EXERCISE TEXT section start
COMMENT:  Bernardette Dohrn at the SDS Reunion on November 30 2009 (available on YouTube) conceded that their attempted revolution had failed but expressed hope that a future revolution would succeed.  Dohrn was a member of the most radical faction of Students for a Democratic Society, but many in the SDS and in the Left in general believe that the U.S. would be best served if its Liberal Democracy were eliminated and replaced by “something better.”  I don’t recall Dohrn’s precise words but “something better” is probably a serviceable paraphrase.  What this “something better” is to be she doesn’t say.  If one was of the Left back in the Vietnam Days then “something better” was what they had in the USSR.  Failure of “the revolution” in the thoughts of Dohrn probably includes failure of the USSR.  The SDS by the way has been revived.  There are 150 chapters protesting the war in Afghanistan.  While few would argue that Dohrn’s Weather Underground favored a high-view of morality, other experiments were gentler:

The Brook Farm Institute of Agriculture and Education was founded by George Ripley in 1841 as an experiment in communal living inspired by the ideals of Transcendentalism.  The experiment was later revised after the ideas of Charles Fourier.  Ripley gave it up as a failure in 1846.  It was poorly financed and managed, but did it achieve any moral benefits?  Some enjoyed the atmosphere.  Nathanial Hawthorne didn’t.  Henry David Thoreau hated it.  George Ripley’s wife later described the Brook Farm optimism as ‘childish, empty, and sad.”

Someone who had the luxury of creating an experiment in his imagination and not actually having to put it to the test was Edward Bellamy.  His Looking Backward: 2000-1887 portrayed a Socialist society in which all moral evils had been eliminated.  Yes, there is still a bit of crime, but it is considered a medical rather than a criminal matter.  Bellamy’s social paradise approximates.  Utopians share the idea that man is born good and corrupted by inadequate societies.
EXERCISE TEXT section end
LISTED RECORDS section start
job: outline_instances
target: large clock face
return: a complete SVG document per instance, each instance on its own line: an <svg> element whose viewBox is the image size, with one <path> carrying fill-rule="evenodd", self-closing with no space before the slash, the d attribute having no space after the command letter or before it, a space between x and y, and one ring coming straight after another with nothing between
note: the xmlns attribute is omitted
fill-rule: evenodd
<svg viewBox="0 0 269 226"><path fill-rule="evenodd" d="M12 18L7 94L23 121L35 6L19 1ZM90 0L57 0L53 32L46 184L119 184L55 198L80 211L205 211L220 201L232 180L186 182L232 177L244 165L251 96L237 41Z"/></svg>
LISTED RECORDS section end
### USING THE INFORMATION
(1) According to the passage on utopian experiments, in what year did George Ripley give up Brook Farm as a failure?
(2) Continue the passage on utopian experiments, picking up after its last sentence.

### SET OF ANSWERS
(1) 1846

(2)
I suspect the idea that if a perfect society can be created perfect morality will follow must be laid at the feet of Rousseau.  Rousseau in his “Discourse on Inequality,” held that uncorrupted morals prevailed in the state of nature.  Assuming this to be correct, what was needed to create a society in which perfect morals prevailed was to construct it on the pattern of nature.   His model man was the independent farmer.  The Unabomber proposed something like that in his manifesto.  Societies were largely agricultural in Rousseau’s day, but in the day of Ted Kaczynski society would have to be deconstructed to put the independent farmer back in a key role.  Kaczynski, a Leftist idealist from Berkeley, was happy to begin his revolution in his own small way, letter bomb by letter bomb. 

What these revolutionary utopias have in common is 1) Details of the destruction of Liberal Democracy are described and in some cases begun, but not the details of how to build the perfect state that is to follow.  And 2) Moral standards are not described.  What the good life is to consist of isn’t addressed beyond physical care, control and maintenance.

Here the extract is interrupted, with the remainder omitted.